▶ **抜粋**
北緯三四度二五・六〇五分、東経一三四度〇八・二〇三分(地蔵埼灯台から真方位二七八度九二〇〇m付近海域、この時、備讃瀬戸東航路東口付近の漁船に気付く。)、〇〇時一七分ころである。

(イ) 針路を一一六度に変針した位置及び時刻

北緯三四度二四・九七八分、東経一三四度一〇・一七一分(地蔵埼灯台から真方位二七一度六一〇〇m付近海域)、〇〇時二三分ころである。

(ウ) メインレーダーのレンジを三海里から一・五海里に切り替えた位置及び時刻

北緯三四度二四・〇八八分、東経一三四度一二・二五〇分(地蔵埼灯台から真方位二四一度三三〇〇m)、〇〇時三〇分ころである。

(エ) 相手船の緑色灯火に気付いた位置及び時刻

北緯三四度二三・六四九分、東経一三四度一三・二九六分(地蔵埼灯台から真方位二〇八度二七〇〇m)、〇〇時三三分ころである。

(オ) 衝突位置及び時刻

北緯三四度二三・五分、東経一三四度一三・五分(地蔵埼灯台から真方位二〇〇度二八五〇m)、〇〇時三四分ころである。

(カ) a丸の速力

一六・五ノット(分速五〇九m)で航行していた。

(2) b丸とa丸の衝突までの位置関係及び適用航法について

ア b丸は、〇〇時三〇分に地蔵埼灯台から真方位一九六度、二二〇〇m地点を発進し、約三〇秒で同船の半速力四・五ノット前後に達し、概ねその速力で航行し、〇〇時三三分にa丸からの探照灯の照射あるいは汽笛に気付いて、概ね約三〇秒で半速力から全速力九ノットまで増速し、衝突直前には九ノットに達していたと考えられ、衝突時刻の〇〇時三四分までの一分間で半速力から全速力にしたとすれば、この一分間の平均速力はおよそ八ノット前後であり、b丸は〇〇時三三分から〇〇時三四分までの一分間に八ノットで航行した場合の二四六・九mを航行した。

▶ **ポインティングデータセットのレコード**
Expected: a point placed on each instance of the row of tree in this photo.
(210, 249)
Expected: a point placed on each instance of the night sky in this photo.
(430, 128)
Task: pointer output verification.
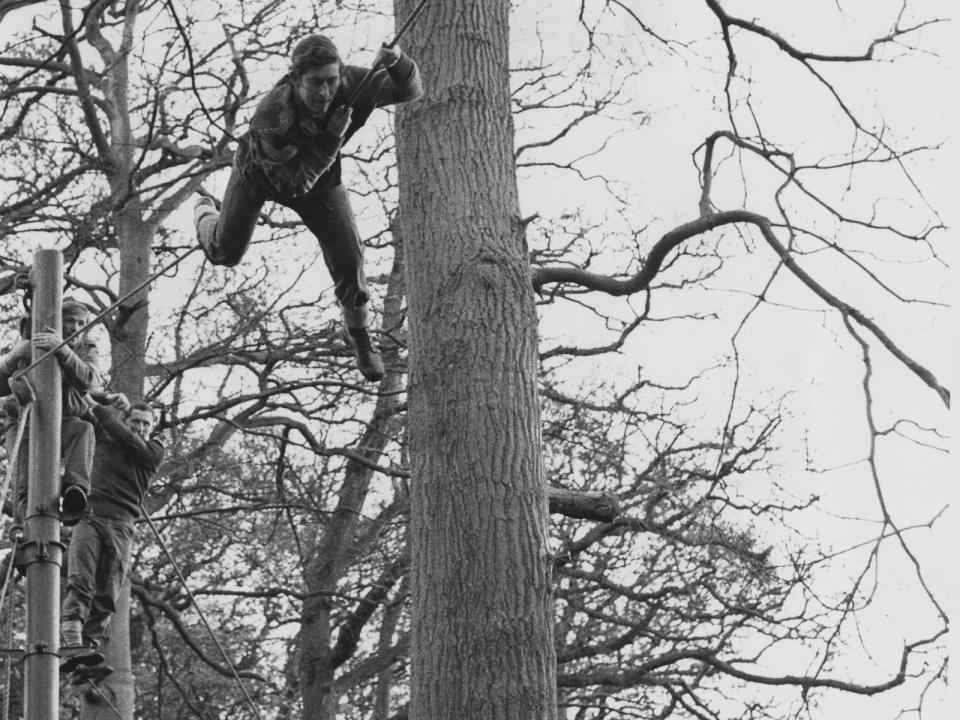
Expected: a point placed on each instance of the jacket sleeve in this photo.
(288, 168)
(81, 369)
(147, 452)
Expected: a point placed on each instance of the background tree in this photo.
(720, 590)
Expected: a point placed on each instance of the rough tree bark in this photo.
(482, 638)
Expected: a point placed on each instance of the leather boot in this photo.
(369, 362)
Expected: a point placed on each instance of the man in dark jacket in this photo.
(124, 463)
(78, 362)
(291, 155)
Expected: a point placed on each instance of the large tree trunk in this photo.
(482, 618)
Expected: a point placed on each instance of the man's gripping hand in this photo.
(387, 56)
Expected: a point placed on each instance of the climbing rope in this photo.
(103, 696)
(110, 309)
(6, 640)
(365, 80)
(14, 457)
(203, 618)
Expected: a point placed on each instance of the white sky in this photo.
(917, 95)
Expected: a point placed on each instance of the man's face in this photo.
(72, 323)
(317, 86)
(140, 422)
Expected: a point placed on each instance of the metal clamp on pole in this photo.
(42, 529)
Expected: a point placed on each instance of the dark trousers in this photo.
(327, 214)
(97, 563)
(77, 442)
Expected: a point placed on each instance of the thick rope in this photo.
(365, 80)
(14, 456)
(6, 640)
(110, 309)
(103, 696)
(203, 618)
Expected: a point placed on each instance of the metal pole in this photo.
(42, 526)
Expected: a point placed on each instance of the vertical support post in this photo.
(42, 526)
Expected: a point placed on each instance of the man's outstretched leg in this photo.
(357, 336)
(224, 235)
(327, 214)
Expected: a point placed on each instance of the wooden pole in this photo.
(42, 526)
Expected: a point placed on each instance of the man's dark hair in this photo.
(313, 51)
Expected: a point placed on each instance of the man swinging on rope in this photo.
(291, 155)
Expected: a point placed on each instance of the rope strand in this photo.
(203, 618)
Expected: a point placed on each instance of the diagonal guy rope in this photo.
(203, 618)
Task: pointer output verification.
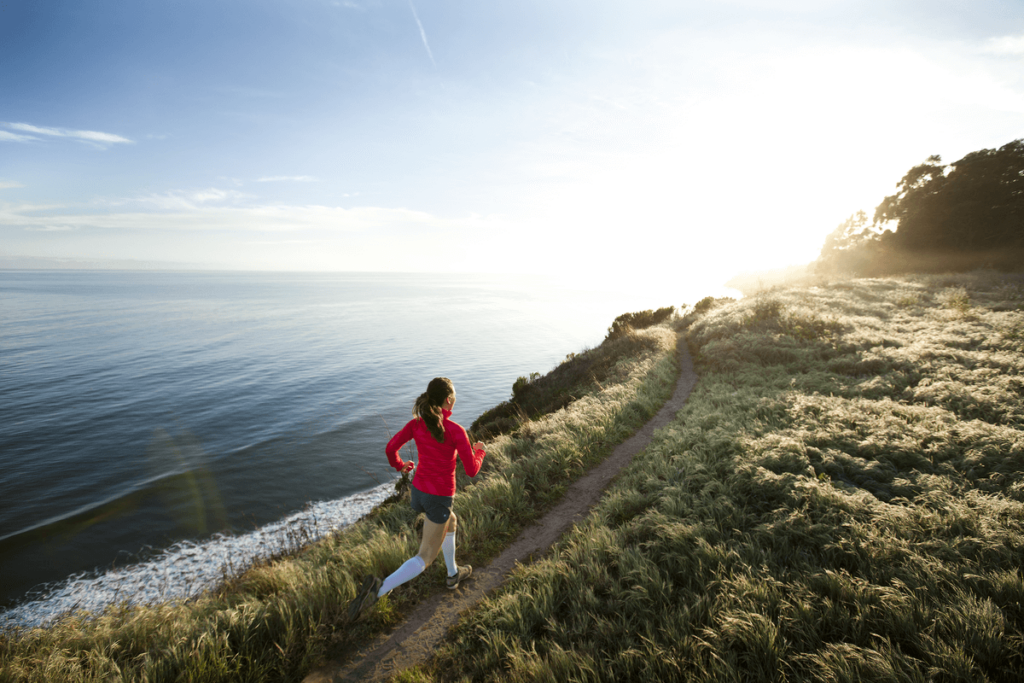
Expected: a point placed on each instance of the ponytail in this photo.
(428, 406)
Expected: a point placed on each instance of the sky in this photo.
(585, 138)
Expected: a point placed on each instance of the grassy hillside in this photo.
(841, 500)
(279, 620)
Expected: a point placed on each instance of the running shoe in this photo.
(365, 599)
(461, 574)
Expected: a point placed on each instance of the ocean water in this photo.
(161, 429)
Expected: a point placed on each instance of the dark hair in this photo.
(428, 406)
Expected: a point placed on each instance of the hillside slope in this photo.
(842, 499)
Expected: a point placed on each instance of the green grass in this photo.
(842, 499)
(279, 620)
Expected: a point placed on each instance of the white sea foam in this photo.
(186, 568)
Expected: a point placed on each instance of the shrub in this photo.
(638, 321)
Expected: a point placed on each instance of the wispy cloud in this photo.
(93, 136)
(1009, 45)
(423, 34)
(182, 216)
(14, 137)
(287, 178)
(51, 228)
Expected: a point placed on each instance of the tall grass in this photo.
(842, 499)
(279, 620)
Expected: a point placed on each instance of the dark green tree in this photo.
(956, 216)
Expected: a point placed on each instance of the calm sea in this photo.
(147, 417)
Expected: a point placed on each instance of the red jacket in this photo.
(435, 473)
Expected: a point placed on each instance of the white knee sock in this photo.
(410, 569)
(448, 547)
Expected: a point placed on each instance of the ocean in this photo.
(159, 430)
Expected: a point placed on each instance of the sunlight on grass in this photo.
(842, 499)
(283, 616)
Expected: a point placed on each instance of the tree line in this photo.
(957, 216)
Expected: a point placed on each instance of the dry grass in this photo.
(842, 499)
(278, 620)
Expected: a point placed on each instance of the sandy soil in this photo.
(416, 640)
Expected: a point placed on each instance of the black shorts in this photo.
(437, 508)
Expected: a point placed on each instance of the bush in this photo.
(638, 321)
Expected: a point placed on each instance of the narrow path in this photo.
(417, 639)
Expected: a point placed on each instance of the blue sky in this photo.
(557, 136)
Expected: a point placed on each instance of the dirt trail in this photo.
(417, 639)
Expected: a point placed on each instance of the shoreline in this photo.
(185, 569)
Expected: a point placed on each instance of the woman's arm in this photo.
(403, 436)
(471, 456)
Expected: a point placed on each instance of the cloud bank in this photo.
(93, 136)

▶ **短い課題**
抜粋の「北緯三四度二三・六四九分、東」から「一六・五ノット(分速五〇九m)で航行していた。」までの全文を、「衝突位置」を「接触位置」に改めたうえで書き出してください。

▶ **解答**
北緯三四度二三・六四九分、東経一三四度一三・二九六分(地蔵埼灯台から真方位二〇八度二七〇〇m)、〇〇時三三分ころである。

(オ) 接触位置及び時刻

北緯三四度二三・五分、東経一三四度一三・五分(地蔵埼灯台から真方位二〇〇度二八五〇m)、〇〇時三四分ころである。

(カ) a丸の速力

一六・五ノット(分速五〇九m)で航行していた。